What you will do —
Copy the records that follow exactly as written, but not their pictures.

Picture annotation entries
-- -- --

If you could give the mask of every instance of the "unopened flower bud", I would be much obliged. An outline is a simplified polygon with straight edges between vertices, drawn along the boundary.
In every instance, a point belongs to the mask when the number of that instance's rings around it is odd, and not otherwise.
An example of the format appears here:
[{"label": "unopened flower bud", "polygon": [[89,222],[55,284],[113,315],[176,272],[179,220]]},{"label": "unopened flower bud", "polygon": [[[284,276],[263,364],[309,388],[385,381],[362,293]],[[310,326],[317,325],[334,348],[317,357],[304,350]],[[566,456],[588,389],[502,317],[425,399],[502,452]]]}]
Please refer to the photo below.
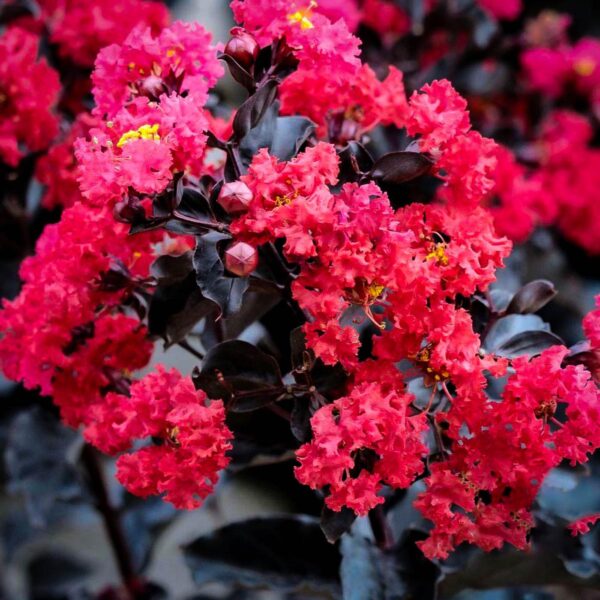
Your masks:
[{"label": "unopened flower bud", "polygon": [[254,64],[260,46],[254,36],[242,27],[234,27],[230,32],[231,39],[225,46],[225,54],[234,58],[242,67],[248,69]]},{"label": "unopened flower bud", "polygon": [[158,75],[149,75],[139,84],[140,96],[150,99],[157,99],[161,94],[167,91],[167,86],[162,77]]},{"label": "unopened flower bud", "polygon": [[223,184],[217,202],[225,212],[235,215],[246,212],[252,201],[252,191],[241,181],[231,181]]},{"label": "unopened flower bud", "polygon": [[225,268],[234,275],[245,277],[256,269],[258,252],[246,242],[235,242],[225,251]]},{"label": "unopened flower bud", "polygon": [[143,220],[146,211],[138,198],[125,197],[113,207],[113,216],[120,223],[134,223]]}]

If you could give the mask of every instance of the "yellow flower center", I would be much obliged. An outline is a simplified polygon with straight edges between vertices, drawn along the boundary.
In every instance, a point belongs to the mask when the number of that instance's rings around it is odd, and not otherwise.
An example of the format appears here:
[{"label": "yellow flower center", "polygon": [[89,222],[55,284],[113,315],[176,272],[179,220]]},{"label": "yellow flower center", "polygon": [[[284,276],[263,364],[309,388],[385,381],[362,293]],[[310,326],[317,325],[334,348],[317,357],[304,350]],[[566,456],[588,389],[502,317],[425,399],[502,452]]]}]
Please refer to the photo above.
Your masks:
[{"label": "yellow flower center", "polygon": [[383,290],[385,290],[384,285],[379,285],[378,283],[369,284],[367,286],[367,294],[369,295],[369,299],[372,301],[377,300],[377,298],[379,298],[379,296],[381,296],[383,293]]},{"label": "yellow flower center", "polygon": [[589,77],[596,70],[596,61],[592,58],[581,58],[573,65],[575,73],[581,77]]},{"label": "yellow flower center", "polygon": [[425,257],[427,260],[435,260],[438,264],[446,267],[448,265],[448,257],[446,256],[446,244],[434,244],[431,252]]},{"label": "yellow flower center", "polygon": [[134,140],[153,140],[158,142],[160,140],[160,136],[158,135],[158,123],[154,123],[153,125],[142,125],[138,127],[138,129],[131,129],[130,131],[126,131],[117,142],[117,148],[122,148],[125,144],[132,142]]},{"label": "yellow flower center", "polygon": [[315,0],[311,0],[310,4],[306,8],[302,8],[288,15],[290,23],[299,23],[300,29],[312,29],[314,25],[310,20],[312,16],[312,9],[317,6]]}]

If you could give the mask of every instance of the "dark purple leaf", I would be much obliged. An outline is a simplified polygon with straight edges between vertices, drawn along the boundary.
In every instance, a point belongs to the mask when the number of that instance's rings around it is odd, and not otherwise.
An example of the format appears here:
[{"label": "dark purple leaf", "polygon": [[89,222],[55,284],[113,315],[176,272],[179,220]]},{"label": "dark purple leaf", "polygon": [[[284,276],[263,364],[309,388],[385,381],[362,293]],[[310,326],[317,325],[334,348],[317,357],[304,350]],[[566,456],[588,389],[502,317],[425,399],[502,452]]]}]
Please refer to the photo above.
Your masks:
[{"label": "dark purple leaf", "polygon": [[548,304],[557,291],[551,281],[536,279],[524,285],[512,298],[507,313],[528,314],[540,310]]},{"label": "dark purple leaf", "polygon": [[212,348],[194,374],[194,383],[211,398],[230,399],[230,410],[236,412],[262,408],[285,392],[277,361],[241,340]]},{"label": "dark purple leaf", "polygon": [[404,183],[425,175],[433,161],[419,152],[390,152],[375,161],[371,177],[385,183]]},{"label": "dark purple leaf", "polygon": [[228,54],[223,54],[222,52],[220,52],[219,58],[227,63],[231,76],[238,83],[241,83],[249,92],[254,90],[256,86],[256,84],[254,83],[254,79],[252,78],[250,73],[248,73],[248,71],[246,71],[246,69],[244,69],[244,67],[242,67],[242,65],[240,65],[240,63],[238,63],[238,61],[235,60],[235,58],[233,58],[233,56],[229,56]]},{"label": "dark purple leaf", "polygon": [[230,277],[225,272],[219,246],[230,240],[230,236],[210,232],[198,238],[194,252],[196,283],[202,295],[212,300],[219,308],[219,317],[237,312],[248,289],[248,277]]},{"label": "dark purple leaf", "polygon": [[256,127],[277,97],[277,81],[269,79],[238,109],[233,119],[233,132],[241,140]]},{"label": "dark purple leaf", "polygon": [[339,595],[340,558],[318,521],[305,516],[255,518],[196,538],[183,548],[198,585],[237,583],[282,591]]},{"label": "dark purple leaf", "polygon": [[336,512],[323,505],[321,530],[330,544],[335,544],[352,527],[354,521],[356,521],[356,514],[352,509],[344,506],[342,510]]},{"label": "dark purple leaf", "polygon": [[508,358],[523,354],[536,356],[546,348],[563,344],[563,340],[550,331],[523,331],[498,346],[495,353]]}]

-- -- --

Response —
If you could give the mask of every instance of the "unopened flower bud", I would be much obliged. An outline is a simplified polygon with straight edges between vertices, drawn along the boundary.
In every instance, a point belongs to the mask when the number of that instance's rings around it is odd, and not otherwise.
An example of the format appears here:
[{"label": "unopened flower bud", "polygon": [[89,222],[55,284],[113,315],[176,272],[179,220]]},{"label": "unopened flower bud", "polygon": [[[284,276],[263,364],[309,388],[385,381],[362,293]],[[310,326],[317,325],[334,348],[317,357],[304,350]],[[566,456],[588,389],[502,317],[425,399],[502,452]]]}]
Please refer to the photo below.
Your masks:
[{"label": "unopened flower bud", "polygon": [[254,64],[260,46],[254,36],[242,27],[234,27],[230,32],[231,39],[225,46],[225,54],[234,58],[242,67],[248,69]]},{"label": "unopened flower bud", "polygon": [[158,75],[149,75],[139,84],[140,96],[150,99],[157,99],[161,94],[167,91],[167,86],[162,77]]},{"label": "unopened flower bud", "polygon": [[223,184],[217,202],[225,212],[235,215],[246,212],[252,201],[252,191],[241,181],[231,181]]},{"label": "unopened flower bud", "polygon": [[225,268],[234,275],[245,277],[256,269],[258,252],[246,242],[235,242],[225,251]]},{"label": "unopened flower bud", "polygon": [[143,220],[146,211],[138,198],[125,197],[113,207],[113,216],[120,223],[134,223]]}]

If you could give the mask of every instance of the "yellow flower center", I would be much obliged. An outline is a simplified polygon with straight edges between vertices, drawn along the boundary.
In every instance, a point belongs to the mask when the number of that instance's rings around it is odd, and not otherwise.
An example of the format appears here:
[{"label": "yellow flower center", "polygon": [[89,222],[55,284],[113,315],[176,272],[179,220]]},{"label": "yellow flower center", "polygon": [[[284,276],[263,364],[309,388],[385,381],[362,293]],[[310,326],[317,325],[334,348],[317,357],[304,350]],[[566,456],[588,389],[502,317],[425,399],[502,452]]]}]
Please refer to the photo above.
Your masks:
[{"label": "yellow flower center", "polygon": [[383,290],[385,290],[384,285],[379,285],[378,283],[369,284],[367,286],[367,294],[369,295],[369,299],[372,301],[377,300],[377,298],[379,298],[379,296],[381,296],[383,293]]},{"label": "yellow flower center", "polygon": [[589,77],[596,70],[596,61],[592,58],[581,58],[573,65],[575,73],[581,77]]},{"label": "yellow flower center", "polygon": [[425,257],[427,260],[435,260],[438,264],[446,267],[448,265],[448,257],[446,256],[446,244],[434,244],[431,252]]},{"label": "yellow flower center", "polygon": [[134,140],[153,140],[158,142],[160,140],[160,136],[158,135],[158,123],[154,123],[153,125],[142,125],[138,127],[138,129],[131,129],[130,131],[126,131],[117,142],[117,148],[122,148],[125,144],[132,142]]},{"label": "yellow flower center", "polygon": [[315,0],[311,0],[310,4],[306,8],[302,8],[288,15],[290,23],[299,23],[300,29],[312,29],[314,25],[310,20],[312,16],[312,9],[317,6]]}]

If you could give the mask of every instance of the "dark purple leaf", I would be much obliged. An outline is a simplified polygon with straight edges between vertices, drawn along the boundary.
In every instance, a point belongs to the mask when the number of that instance's rings around it is odd, and not otherwise.
An example of the format appears here:
[{"label": "dark purple leaf", "polygon": [[89,222],[55,284],[113,315],[176,272],[179,220]]},{"label": "dark purple leaf", "polygon": [[[284,276],[263,364],[309,388],[385,381],[362,293]],[[310,326],[317,325],[334,348],[317,357],[304,350]],[[566,456],[588,389],[502,317],[425,399],[502,452]]]}]
Please refer to the photo above.
Your masks:
[{"label": "dark purple leaf", "polygon": [[548,304],[557,291],[551,281],[536,279],[524,285],[512,298],[507,313],[528,314],[540,310]]},{"label": "dark purple leaf", "polygon": [[212,348],[194,374],[194,383],[211,398],[230,399],[230,410],[236,412],[262,408],[285,392],[277,361],[241,340]]},{"label": "dark purple leaf", "polygon": [[404,183],[425,175],[433,161],[419,152],[390,152],[375,161],[371,177],[385,183]]},{"label": "dark purple leaf", "polygon": [[228,54],[223,54],[222,52],[220,52],[219,58],[227,63],[231,76],[238,83],[241,83],[249,92],[254,90],[256,86],[256,84],[254,83],[254,79],[252,78],[250,73],[248,73],[248,71],[246,71],[246,69],[244,69],[244,67],[242,67],[242,65],[240,65],[240,63],[238,63],[238,61],[235,60],[235,58],[233,58],[233,56],[229,56]]},{"label": "dark purple leaf", "polygon": [[230,277],[225,272],[219,246],[230,240],[230,236],[210,232],[198,238],[194,252],[196,283],[202,295],[212,300],[219,308],[219,317],[237,312],[248,289],[248,277]]},{"label": "dark purple leaf", "polygon": [[256,127],[277,97],[277,81],[269,79],[238,109],[233,119],[233,132],[241,140]]},{"label": "dark purple leaf", "polygon": [[339,595],[340,558],[318,521],[305,516],[255,518],[196,538],[183,548],[198,585],[237,583],[282,591]]},{"label": "dark purple leaf", "polygon": [[336,512],[323,505],[321,530],[330,544],[335,544],[352,527],[354,521],[356,521],[356,514],[352,509],[344,506],[342,510]]},{"label": "dark purple leaf", "polygon": [[508,358],[523,354],[536,356],[546,348],[563,344],[563,340],[550,331],[523,331],[498,346],[495,353]]}]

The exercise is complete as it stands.